Consegue reescrever em forma de lista o parágrafo do texto de referência que começa por "Em vésperas de partir", mantendo os factos principais?

**TEXTO DE REFERÊNCIA**:

******

Ana Cláudia Vaz: “O nosso objetivo é reforçar as finanças das mulheres”

Foi manequim, empresária do mundo da moda, rosto de grandes marcas de cosmética [Clarins, por exemplo] e está, há três anos, a fundar e alargar a associação de mulheres empreendedoras de países lusófonos e comunidades portuguesas Adoro Ser Mulher.

Em vésperas de partir para os Estados Unidos da América para se encontrar com instituições que reúnem mulheres para poder alargar a rede e encontrar gestoras locais, Ana Cláudia Vaz, 40 anos, falou ao Delas.pt. A empresária acredita que é o “talento natural” das mulheres para fazer networking (criar redes) que poderá fazer a diferença na vida empresarial delas e deve ser aí que devem despender energias.

******

**INFORMAÇÃO FORNECIDA**:
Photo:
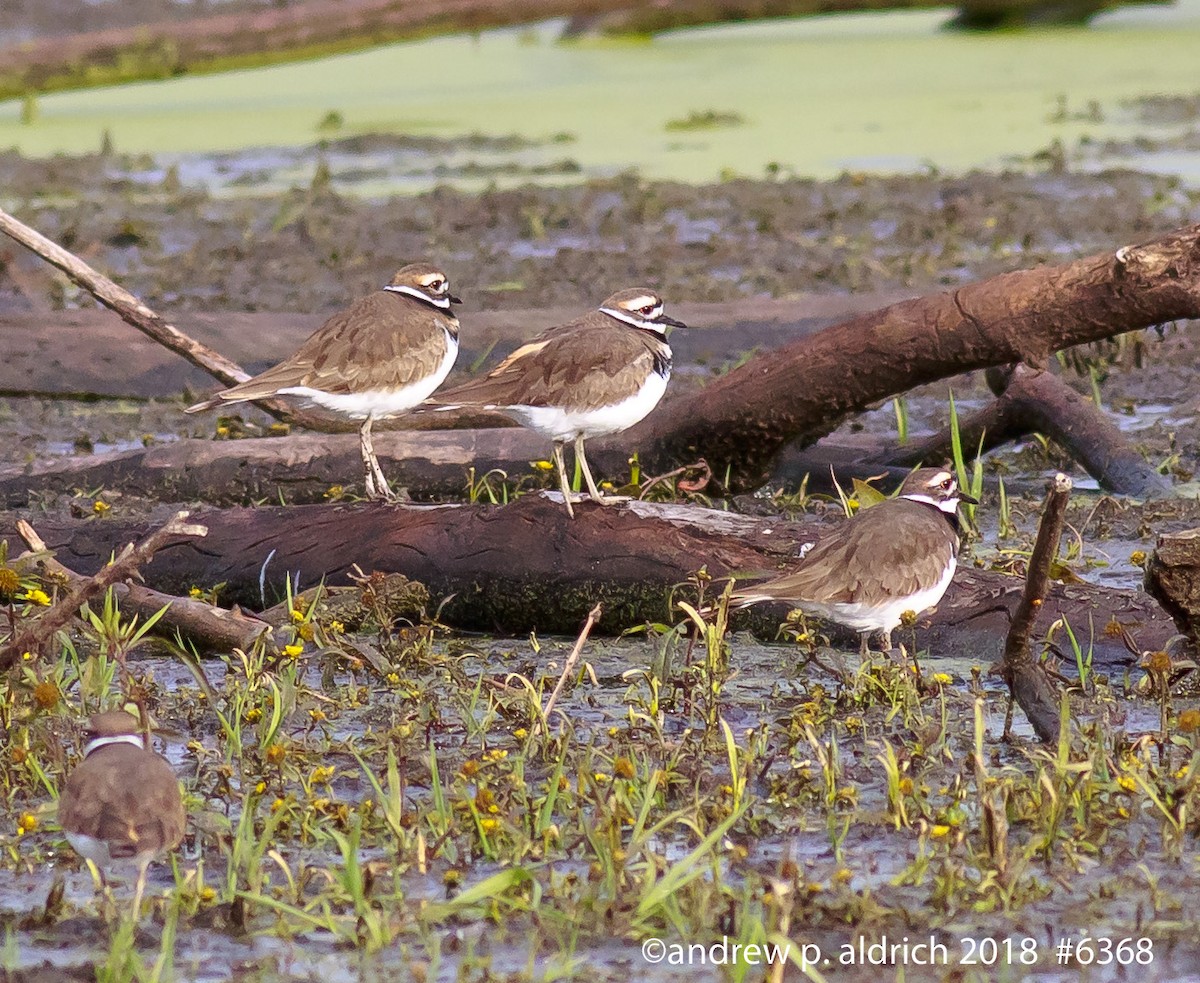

******

**RESOLUÇÃO DO PROBLEMA**:
- Ana Cláudia Vaz, de 40 anos, falou ao Delas.pt pouco antes de partir para os Estados Unidos da América.
- Nos Estados Unidos, vai encontrar-se com instituições que reúnem mulheres, para alargar a rede e encontrar gestoras locais.
- Acredita que o "talento natural" das mulheres para fazer networking (criar redes) pode fazer a diferença na vida empresarial delas.
- Considera que é aí que as mulheres devem despender energias.